> Work to do
Copy out all of the rows below, requests included, but multiply each x and y coordinate in the answer points by 0.65, rounding to whole numbers with halves going up.

===== The records =====

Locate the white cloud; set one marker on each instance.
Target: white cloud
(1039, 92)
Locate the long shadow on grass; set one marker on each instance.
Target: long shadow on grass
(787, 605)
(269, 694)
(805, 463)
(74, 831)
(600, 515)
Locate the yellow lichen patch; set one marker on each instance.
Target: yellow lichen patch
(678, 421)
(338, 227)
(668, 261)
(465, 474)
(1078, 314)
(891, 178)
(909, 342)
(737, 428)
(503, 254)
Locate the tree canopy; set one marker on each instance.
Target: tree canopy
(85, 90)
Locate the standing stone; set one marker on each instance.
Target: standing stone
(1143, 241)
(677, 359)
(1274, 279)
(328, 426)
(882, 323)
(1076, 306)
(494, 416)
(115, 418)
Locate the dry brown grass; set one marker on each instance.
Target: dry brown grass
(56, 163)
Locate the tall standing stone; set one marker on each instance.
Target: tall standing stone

=====

> Correct output
Locate the white cloud; set one marker on each instance.
Target: white cloud
(675, 60)
Locate the long shadow on grass; set one marker on each instance.
Target: long shadow on grass
(512, 393)
(175, 451)
(523, 301)
(48, 540)
(390, 335)
Locate the yellow lichen patch; set one marker on each instance.
Target: yellow lichen patch
(441, 274)
(220, 148)
(434, 170)
(302, 308)
(701, 204)
(579, 116)
(591, 222)
(479, 278)
(327, 165)
Locate the tree canopy; set one marker on each instance.
Target: tree canopy
(55, 59)
Locate the standing stone; set one marker on each instance.
Target: standing stone
(743, 157)
(440, 233)
(828, 181)
(213, 277)
(573, 210)
(699, 199)
(321, 270)
(75, 272)
Locate the dry brown grass; set one marker on each instance.
Target: dry brown grass
(36, 106)
Locate the tall standing stone; set one marker on each instance.
Target: tall standing stone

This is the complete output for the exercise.